Entries from a data collection:
____
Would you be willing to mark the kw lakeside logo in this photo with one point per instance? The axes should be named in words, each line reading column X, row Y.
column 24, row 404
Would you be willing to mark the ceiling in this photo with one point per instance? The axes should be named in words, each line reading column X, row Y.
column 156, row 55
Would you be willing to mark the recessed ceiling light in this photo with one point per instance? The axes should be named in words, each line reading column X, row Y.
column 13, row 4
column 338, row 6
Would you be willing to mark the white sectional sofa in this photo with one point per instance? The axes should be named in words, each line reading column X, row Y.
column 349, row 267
____
_THE EXERCISE_: Pull out the lines starting at the one that contains "Would you be willing to mark the ceiling" and ending with the last line of the entries, and reproduce them word for word.

_EXERCISE SOLUTION_:
Would you be willing to mark the ceiling in this photo with one point per instance? The axes should be named in words, each line reading column X, row Y.
column 156, row 55
Would you be willing to mark the recessed ceiling light in this photo with one point per instance? The axes should be named in words, each line reading column X, row Y.
column 13, row 4
column 338, row 6
Would you be willing to mark the white sectional sofa in this photo with one point per instance? The axes should be named in words, each line reading column X, row Y.
column 349, row 267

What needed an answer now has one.